AIM OF THE TASK -
The expected output is the first line of the data below and every line after it, up to and including the line containing "locate the smartphone in the photo above", each reproduced exactly.

INFORMATION SUPPLIED -

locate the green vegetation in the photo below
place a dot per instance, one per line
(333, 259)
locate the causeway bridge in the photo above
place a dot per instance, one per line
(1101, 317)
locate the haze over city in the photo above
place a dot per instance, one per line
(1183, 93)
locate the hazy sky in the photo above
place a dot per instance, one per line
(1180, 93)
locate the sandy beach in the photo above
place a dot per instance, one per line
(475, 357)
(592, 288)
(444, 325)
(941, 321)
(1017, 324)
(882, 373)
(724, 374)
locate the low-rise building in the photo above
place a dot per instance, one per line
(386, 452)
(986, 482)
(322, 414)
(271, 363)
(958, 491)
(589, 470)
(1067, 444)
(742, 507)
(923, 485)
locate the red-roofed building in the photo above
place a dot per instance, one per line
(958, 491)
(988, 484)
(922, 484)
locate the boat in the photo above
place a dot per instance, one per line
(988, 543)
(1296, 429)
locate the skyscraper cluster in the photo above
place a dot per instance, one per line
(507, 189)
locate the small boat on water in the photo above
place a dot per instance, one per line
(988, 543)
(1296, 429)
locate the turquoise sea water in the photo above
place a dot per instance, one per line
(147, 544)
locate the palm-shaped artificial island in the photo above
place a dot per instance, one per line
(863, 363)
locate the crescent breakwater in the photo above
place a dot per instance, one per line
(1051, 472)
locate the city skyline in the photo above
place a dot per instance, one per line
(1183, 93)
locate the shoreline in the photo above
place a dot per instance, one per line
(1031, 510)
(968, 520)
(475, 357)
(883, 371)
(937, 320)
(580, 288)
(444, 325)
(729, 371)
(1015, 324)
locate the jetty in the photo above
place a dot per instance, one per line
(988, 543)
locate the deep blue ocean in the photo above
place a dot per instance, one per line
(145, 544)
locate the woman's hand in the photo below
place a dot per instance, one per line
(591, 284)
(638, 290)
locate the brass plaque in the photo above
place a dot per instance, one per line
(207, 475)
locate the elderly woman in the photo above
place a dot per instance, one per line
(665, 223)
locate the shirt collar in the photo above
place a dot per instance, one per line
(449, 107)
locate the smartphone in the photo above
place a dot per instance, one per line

ANSWER TO THE PROBLEM -
locate the green vegetation in the photo below
place a dot per instance, one per line
(333, 259)
locate the causeway bridge in the photo above
place a dot per instance, one per line
(1101, 317)
locate the haze over city in the photo above
place a dot per instance, one per line
(1183, 93)
locate the hazy sky in the photo above
place a dot per instance, one per line
(1180, 93)
locate the sandy beach in the photo above
place a dot per instance, one per line
(475, 357)
(592, 288)
(444, 325)
(941, 321)
(1017, 324)
(882, 373)
(724, 374)
locate the low-rise building in the photo above
place a dot per instance, one per line
(386, 452)
(986, 482)
(322, 414)
(271, 363)
(958, 491)
(589, 470)
(1067, 444)
(742, 507)
(923, 485)
locate the red-roofed building in the photo above
place a dot per instance, one per line
(958, 491)
(988, 484)
(922, 484)
locate the boat in the photo above
place a dot per instance, one per line
(988, 543)
(1296, 429)
locate the skyscraper cluster in the photo above
place a dot per instance, one per line
(507, 189)
locate the small boat on water in the photo above
place a dot per instance, one per line
(988, 543)
(1296, 429)
locate the turquoise sea water in the photo above
place a dot per instance, one per line
(147, 544)
locate the palm-shaped artificial island in the photo above
place a dot per instance, one per line
(863, 363)
locate the crescent breakwater in the photo above
place a dot per instance, one per line
(1051, 472)
locate the city skyline in the photo above
place a dot per instance, one per line
(1183, 93)
locate the shoreline in the photo above
place a dot per instance, one per line
(1031, 510)
(968, 520)
(475, 357)
(883, 371)
(937, 320)
(580, 288)
(444, 325)
(729, 371)
(1015, 324)
locate the jetty in the photo above
place a dot per instance, one per line
(988, 543)
locate the deep blue ocean in the photo above
place a dot per instance, one per line
(145, 544)
locate the woman's hand in the photo below
place a dot per instance, one per line
(591, 284)
(638, 290)
locate the brass plaque in the photo above
place a dot per instance, one per line
(207, 475)
locate the elderly woman in the photo above
place a dot per instance, one per line
(665, 223)
locate the shirt collar in the photo above
place a dot per instance, one per line
(449, 107)
locate the smartphone in the photo above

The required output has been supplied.